• **Tarefa A**
Segundo o trecho do documento, quantos jogos seguidos o FC Porto venceu pela primeira vez desde a chegada de Anselmi, e com que resultados?
• **Tarefa B**
Resuma o trecho do documento em duas frases.

• **Trecho do documento**
"""

Por sua vez, ao FC Porto já é praticamente impossível sequer sonhar com a conquista do título – mesmo ganhando todos os seus jogos, só lá chegaria se os dois rivais lisboetas deitassem fora 10 pontos cada um nesta reta final de Liga. Dez... em 21. Mas o segundo lugar, sendo muito difícil, pode ainda ser um sonho, uma meta à qual apontar, porque para isso precisaria apenas da sua própria competência e de uma eventual quebra anímica e de rendimento de um só dos emblemas de Lisboa. Ora, manda o senso comum que meta mais fichas no Benfica, porque é o único dos dois a quem ainda pode tirar pontos num confronto direto. É, mesmo assim, complicado? Sem dúvida. Daí que, mesmo que se resignem a um realismo que manda achar que a qualificação para a Liga dos Campeões não passa já de uma miragem, até a terceira posição possa vir a ser vista como um objetivo importante. É que se a final da Taça de Portugal for um Sporting-Benfica o terceiro lugar dará acesso direto à fase de grupos da Liga Europa, ao passo que o quarto levará à necessidade de jogar a segunda pré-eliminatória, logo a partir de 24 de Julho – e o FC Porto terá Mundial de clubes, pelo menos, até 24 de Junho, bastando-lhe superar a fase de grupos para ter de jogar no mínimo mais uma vez, a 28 ou 29. Nesse cenário, aos dragões restaria escolher: ou faziam férias ou faziam pré-época. Nenhuma das opções prefigura nada de bom.
Clarificada a questão dos objetivos, resta debater as melhores maneiras de os atingir. Tanto o FC Porto como o Benfica chegam ao clássico em boa fase ou, pelo menos, em crescimento. Os dragões ganharam dois jogos consecutivos pela primeira vez desde que Anselmi chegou: 2-0 ao AVS e 2-1 no Estoril. As águias têm o registo recente atrapalhado pela Liga dos Campeões – as duas derrotas com o FC Barcelona e o empate caseiro com o AS Mónaco – mas no plano nacional entram em campo com nove vitórias seguidas, desde que foram batidas (3-1) em Rio Maior pelo Casa Pia, a 25 de Janeiro: 3-2 ao Estrela, 3-2 ao Moreirense, 1-0 ao Santa Clara, 3-0 ao Boavista, 1-0 ao SC Braga, 3-0 ao Nacional, 3-2 ao Rio Ave, 3-0 ao Gil Vicente e 3-2 ao Farense. O que os últimos jogos têm mostrado é um Benfica coletivamente afinado nas suas dinâmicas. Aursnes tornou-se a peça móvel capaz de assegurar complementaridades, Bruma oferece verticalidade e agressão à profundidade mas igualmente ligação interior e Amdouni a clarividência na ocupação de espaços e a intensidade de pressão. Lage tem depois alternado entre as diagonais de Pavlidis e o jogo mais de apoios de Belotti. Do outro lado, o que, pelo menos estes dois últimos desafios do FC Porto nos têm mostrado é uma equipa mais competente em criação, com o recuo de Eustáquio para a zona entre os centrais, abrindo espaço a Fábio Vieira no meio-campo e possibilitando que à frente, nas proximidades de Samu, se juntem Mora e Pepê, dois faróis de criação, o primeiro mais pela inteligência aliada a recursos técnicos e o segundo pela capacidade de aceleração que traz ao jogo ofensivo. A questão é: será assim que vai ser no domingo?

"""

• **Dados armazenados**

"""

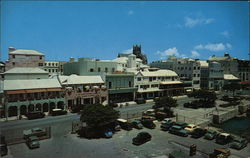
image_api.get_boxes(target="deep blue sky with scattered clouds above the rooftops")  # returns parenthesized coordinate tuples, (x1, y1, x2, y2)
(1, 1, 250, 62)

"""

• **Resposta do exercício A**
Dois jogos: 2-0 ao AVS e 2-1 no Estoril.

• **Resposta do exercício B**
Sem hipóteses realistas de conquistar o título, o FC Porto ainda pode apontar ao segundo lugar e até ver o terceiro como objetivo importante, já que este daria acesso direto à fase de grupos da Liga Europa se a final da Taça de Portugal for um Sporting-Benfica. FC Porto e Benfica chegam ao clássico em boa fase: o Benfica soma nove vitórias seguidas no plano nacional, e o FC Porto venceu dois jogos consecutivos, mostrando-se mais competente em criação.